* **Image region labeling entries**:
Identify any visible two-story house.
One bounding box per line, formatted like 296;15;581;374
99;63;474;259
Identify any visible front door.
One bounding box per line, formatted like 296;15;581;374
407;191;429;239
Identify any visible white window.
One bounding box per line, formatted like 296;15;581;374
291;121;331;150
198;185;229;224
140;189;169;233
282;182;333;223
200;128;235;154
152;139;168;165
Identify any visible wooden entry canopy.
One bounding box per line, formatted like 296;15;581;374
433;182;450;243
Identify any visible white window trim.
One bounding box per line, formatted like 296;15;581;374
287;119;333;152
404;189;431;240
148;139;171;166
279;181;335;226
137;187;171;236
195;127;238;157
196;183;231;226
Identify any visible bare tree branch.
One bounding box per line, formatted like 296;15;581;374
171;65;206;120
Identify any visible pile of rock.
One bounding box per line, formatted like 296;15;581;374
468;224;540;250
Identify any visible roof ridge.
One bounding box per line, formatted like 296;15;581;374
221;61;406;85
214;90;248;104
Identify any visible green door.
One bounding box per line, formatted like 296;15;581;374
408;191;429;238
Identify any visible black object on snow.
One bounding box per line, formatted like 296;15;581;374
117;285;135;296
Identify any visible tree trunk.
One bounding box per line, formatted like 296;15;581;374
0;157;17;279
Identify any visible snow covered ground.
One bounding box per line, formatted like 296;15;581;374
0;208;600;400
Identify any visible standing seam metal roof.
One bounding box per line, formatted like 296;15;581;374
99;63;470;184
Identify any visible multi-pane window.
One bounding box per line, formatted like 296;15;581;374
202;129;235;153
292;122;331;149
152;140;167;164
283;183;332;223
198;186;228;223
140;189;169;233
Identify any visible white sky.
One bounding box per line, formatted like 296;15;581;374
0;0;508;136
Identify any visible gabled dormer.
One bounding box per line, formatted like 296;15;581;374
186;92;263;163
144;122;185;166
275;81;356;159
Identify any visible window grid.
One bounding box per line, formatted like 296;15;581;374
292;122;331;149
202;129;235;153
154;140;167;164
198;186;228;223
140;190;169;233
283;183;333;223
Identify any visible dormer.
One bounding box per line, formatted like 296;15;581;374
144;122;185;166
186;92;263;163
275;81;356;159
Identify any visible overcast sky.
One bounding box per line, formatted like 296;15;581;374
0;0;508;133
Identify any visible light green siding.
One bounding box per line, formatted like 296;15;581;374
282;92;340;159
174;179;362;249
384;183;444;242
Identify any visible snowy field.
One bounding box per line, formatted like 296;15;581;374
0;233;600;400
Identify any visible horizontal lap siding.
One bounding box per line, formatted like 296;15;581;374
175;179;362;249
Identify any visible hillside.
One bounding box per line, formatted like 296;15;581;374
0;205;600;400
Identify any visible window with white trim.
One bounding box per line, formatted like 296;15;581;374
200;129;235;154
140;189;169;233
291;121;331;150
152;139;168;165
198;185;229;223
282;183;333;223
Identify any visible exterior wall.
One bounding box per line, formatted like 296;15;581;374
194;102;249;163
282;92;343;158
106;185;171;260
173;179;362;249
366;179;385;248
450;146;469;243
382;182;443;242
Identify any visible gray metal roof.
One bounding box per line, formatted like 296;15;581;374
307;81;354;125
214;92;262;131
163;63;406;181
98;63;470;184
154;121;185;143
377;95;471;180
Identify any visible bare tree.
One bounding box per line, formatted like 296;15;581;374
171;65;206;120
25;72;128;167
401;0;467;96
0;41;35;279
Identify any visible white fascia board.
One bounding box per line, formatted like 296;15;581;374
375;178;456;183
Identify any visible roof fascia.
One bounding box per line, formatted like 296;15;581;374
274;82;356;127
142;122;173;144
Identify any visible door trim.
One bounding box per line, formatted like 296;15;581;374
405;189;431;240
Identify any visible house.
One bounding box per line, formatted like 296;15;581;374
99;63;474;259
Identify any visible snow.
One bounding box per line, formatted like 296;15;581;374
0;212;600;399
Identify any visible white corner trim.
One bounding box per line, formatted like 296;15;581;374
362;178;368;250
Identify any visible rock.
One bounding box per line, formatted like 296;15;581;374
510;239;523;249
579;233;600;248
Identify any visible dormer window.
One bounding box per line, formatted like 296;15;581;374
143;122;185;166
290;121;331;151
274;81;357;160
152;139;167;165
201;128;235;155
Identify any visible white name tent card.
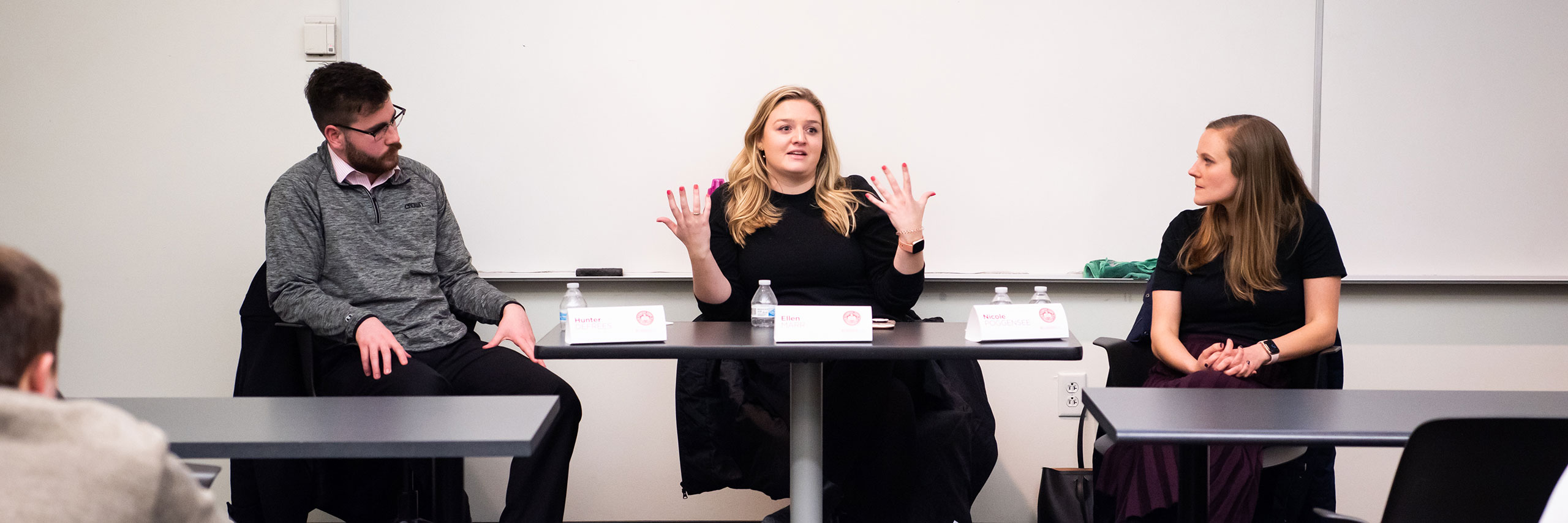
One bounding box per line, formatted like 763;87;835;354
561;306;668;345
773;306;872;343
964;304;1068;341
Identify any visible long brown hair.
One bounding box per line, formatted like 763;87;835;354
728;86;861;246
1176;115;1316;302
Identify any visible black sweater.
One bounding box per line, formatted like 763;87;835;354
698;177;925;321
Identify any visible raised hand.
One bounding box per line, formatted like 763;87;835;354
657;185;712;254
865;163;936;238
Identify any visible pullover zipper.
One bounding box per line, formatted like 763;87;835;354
365;189;381;225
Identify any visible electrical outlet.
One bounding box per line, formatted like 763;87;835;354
1057;373;1085;418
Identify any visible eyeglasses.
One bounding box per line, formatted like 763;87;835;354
337;103;408;138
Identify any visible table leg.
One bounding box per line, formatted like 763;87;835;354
789;362;821;523
1176;445;1209;523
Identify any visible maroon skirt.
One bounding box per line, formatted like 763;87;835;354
1095;334;1286;523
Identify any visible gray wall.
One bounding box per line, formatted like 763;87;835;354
0;0;1568;523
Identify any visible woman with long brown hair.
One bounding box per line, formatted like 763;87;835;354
1096;115;1345;521
658;86;996;523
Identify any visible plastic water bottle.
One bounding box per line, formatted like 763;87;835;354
561;282;588;323
751;280;779;327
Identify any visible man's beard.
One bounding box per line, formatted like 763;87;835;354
344;141;403;175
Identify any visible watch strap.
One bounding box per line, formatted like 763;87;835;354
1259;340;1280;365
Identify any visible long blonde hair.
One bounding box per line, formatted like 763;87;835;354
1176;115;1316;302
726;86;861;247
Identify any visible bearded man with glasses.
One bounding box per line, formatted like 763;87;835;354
266;62;582;521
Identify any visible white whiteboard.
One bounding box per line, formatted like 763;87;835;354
345;0;1316;274
1321;0;1568;276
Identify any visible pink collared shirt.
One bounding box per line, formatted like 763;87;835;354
326;147;403;189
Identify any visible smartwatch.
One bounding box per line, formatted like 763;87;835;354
1257;340;1280;365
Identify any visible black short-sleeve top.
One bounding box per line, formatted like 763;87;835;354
1154;200;1345;341
698;177;925;321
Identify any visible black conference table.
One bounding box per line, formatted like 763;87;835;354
97;396;560;459
1084;387;1568;521
535;321;1084;523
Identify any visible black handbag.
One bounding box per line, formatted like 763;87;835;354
1038;413;1095;523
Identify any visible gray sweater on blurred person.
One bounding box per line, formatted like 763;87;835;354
0;385;229;523
266;143;513;352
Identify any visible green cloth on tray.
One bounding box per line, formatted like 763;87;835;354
1084;258;1154;280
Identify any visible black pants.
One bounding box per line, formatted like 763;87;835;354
315;332;583;523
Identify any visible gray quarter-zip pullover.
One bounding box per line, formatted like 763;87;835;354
266;143;513;352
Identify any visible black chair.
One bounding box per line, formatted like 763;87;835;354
229;263;477;523
1317;418;1568;523
1079;279;1344;521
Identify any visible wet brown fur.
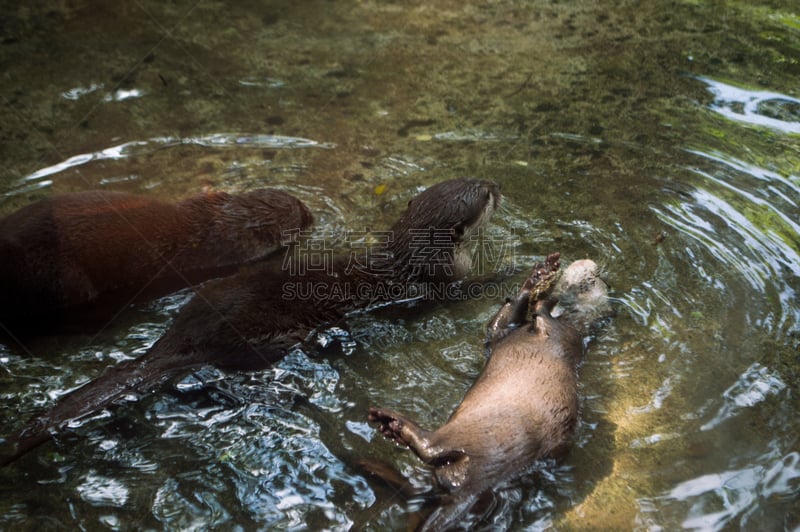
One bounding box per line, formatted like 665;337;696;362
369;254;604;530
0;178;500;464
0;189;313;333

* **WHAT IS EXPECTED**:
Please recast the stretch of the listing from its start through the line containing "433;182;450;243" as a numbered list, leaving out any blank lines.

* **WRITTEN ANSWER**:
1. Identify any visible two-story house.
2. One bounding box per line, formatted like 296;15;581;374
3. 99;63;474;259
4. Identify any visible front door.
5. One bounding box per line, formatted like 296;15;581;374
6. 407;191;429;239
7. Identify any visible white window.
8. One bounding box per line, formatted like 296;15;581;374
9. 291;121;331;150
10. 198;185;229;224
11. 140;189;169;233
12. 282;182;333;223
13. 200;128;235;154
14. 152;139;168;165
15. Identify any visible wooden entry canopy.
16. One bounding box per line, formatted like 296;15;581;374
17. 433;182;450;243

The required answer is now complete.